▶ **Entries provided**
↓

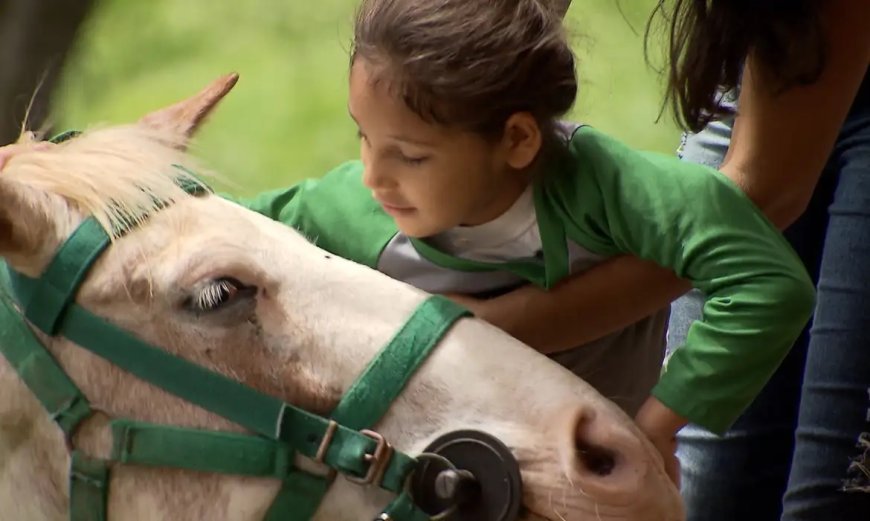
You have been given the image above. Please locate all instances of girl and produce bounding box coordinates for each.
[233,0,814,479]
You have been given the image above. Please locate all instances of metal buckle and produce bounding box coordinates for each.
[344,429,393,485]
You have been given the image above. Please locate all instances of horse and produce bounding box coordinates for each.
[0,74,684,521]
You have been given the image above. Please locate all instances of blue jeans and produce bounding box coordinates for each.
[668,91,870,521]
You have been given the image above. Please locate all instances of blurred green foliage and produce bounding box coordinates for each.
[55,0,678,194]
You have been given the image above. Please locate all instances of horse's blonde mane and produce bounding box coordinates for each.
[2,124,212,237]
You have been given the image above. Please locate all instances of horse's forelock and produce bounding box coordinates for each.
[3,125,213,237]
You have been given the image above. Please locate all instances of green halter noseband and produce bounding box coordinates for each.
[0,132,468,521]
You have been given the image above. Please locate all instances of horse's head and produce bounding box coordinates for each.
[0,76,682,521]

↑
↓

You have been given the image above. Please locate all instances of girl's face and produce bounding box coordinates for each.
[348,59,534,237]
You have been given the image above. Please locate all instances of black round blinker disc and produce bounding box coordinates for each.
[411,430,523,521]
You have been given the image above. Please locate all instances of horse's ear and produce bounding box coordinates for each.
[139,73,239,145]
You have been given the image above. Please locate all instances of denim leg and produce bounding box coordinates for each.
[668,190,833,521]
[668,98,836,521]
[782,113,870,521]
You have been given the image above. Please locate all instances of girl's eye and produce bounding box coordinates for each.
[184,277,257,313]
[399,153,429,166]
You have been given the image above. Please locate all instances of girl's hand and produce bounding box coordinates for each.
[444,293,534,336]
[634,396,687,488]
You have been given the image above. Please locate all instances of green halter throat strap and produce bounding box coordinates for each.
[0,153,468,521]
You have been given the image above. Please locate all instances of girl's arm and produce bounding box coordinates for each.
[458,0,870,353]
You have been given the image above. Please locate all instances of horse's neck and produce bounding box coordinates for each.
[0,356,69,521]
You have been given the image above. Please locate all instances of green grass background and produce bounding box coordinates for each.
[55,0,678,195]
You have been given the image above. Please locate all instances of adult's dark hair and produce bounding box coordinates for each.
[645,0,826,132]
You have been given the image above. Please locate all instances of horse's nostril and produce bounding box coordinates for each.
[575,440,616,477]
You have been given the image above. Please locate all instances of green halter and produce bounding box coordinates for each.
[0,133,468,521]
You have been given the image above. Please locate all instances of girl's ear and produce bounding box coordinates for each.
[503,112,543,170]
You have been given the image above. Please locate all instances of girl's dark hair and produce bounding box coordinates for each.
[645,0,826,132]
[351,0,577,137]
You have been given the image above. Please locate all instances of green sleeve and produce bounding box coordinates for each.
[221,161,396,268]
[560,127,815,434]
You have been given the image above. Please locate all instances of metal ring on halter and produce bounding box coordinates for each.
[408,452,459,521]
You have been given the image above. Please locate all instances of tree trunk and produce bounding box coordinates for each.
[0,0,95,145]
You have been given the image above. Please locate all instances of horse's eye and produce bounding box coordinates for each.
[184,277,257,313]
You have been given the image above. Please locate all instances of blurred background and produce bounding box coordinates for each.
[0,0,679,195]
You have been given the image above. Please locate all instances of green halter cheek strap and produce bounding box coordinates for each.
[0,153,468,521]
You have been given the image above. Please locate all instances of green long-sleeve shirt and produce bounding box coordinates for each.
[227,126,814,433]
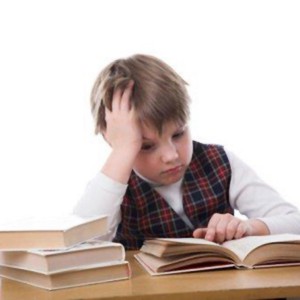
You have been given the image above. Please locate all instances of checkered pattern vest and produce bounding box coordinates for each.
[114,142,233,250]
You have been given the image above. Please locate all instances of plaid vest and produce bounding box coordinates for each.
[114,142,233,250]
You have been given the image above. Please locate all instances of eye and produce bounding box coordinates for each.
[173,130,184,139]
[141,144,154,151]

↑
↓

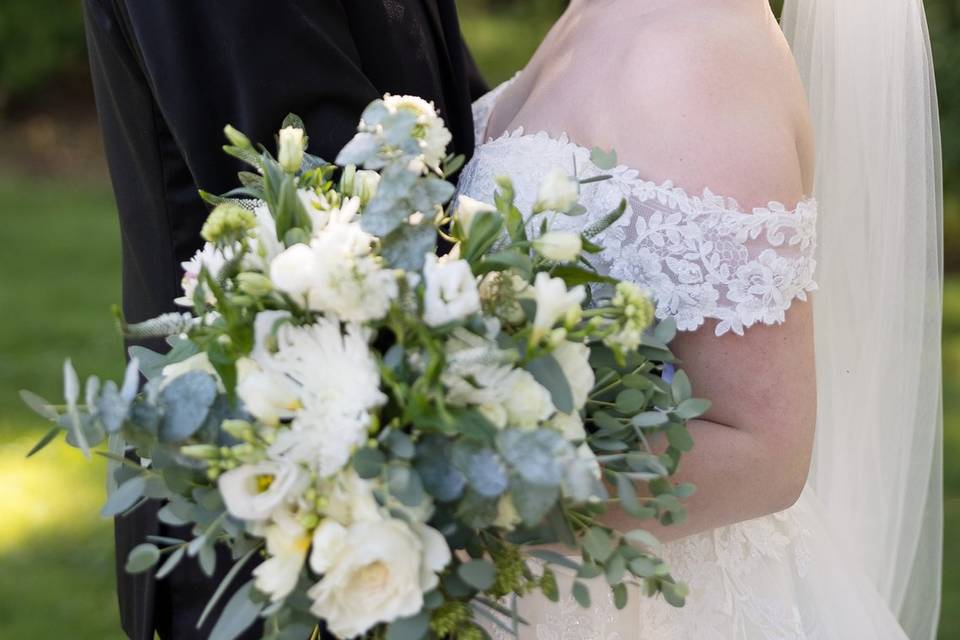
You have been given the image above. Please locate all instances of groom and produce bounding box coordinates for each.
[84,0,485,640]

↑

▶ **Instructions for the task**
Reproduce verbatim the lines above, starting at the line that contains "mane and produce bounding box coordinates for each." and stopping after the line that contains "[0,132,468,521]".

▶ **Full solution**
You have been given the image above. Please locate all instances of horse's blonde mane and produce bounding box coordinates for each.
[2,124,212,237]
You have been given the image above. Please locate all instances of horse's forelock and produce bounding box coordinates for each.
[3,125,213,237]
You have been given the image above. Please locate all instances of green halter noseband and produce bounding box coordinates for each.
[0,132,468,521]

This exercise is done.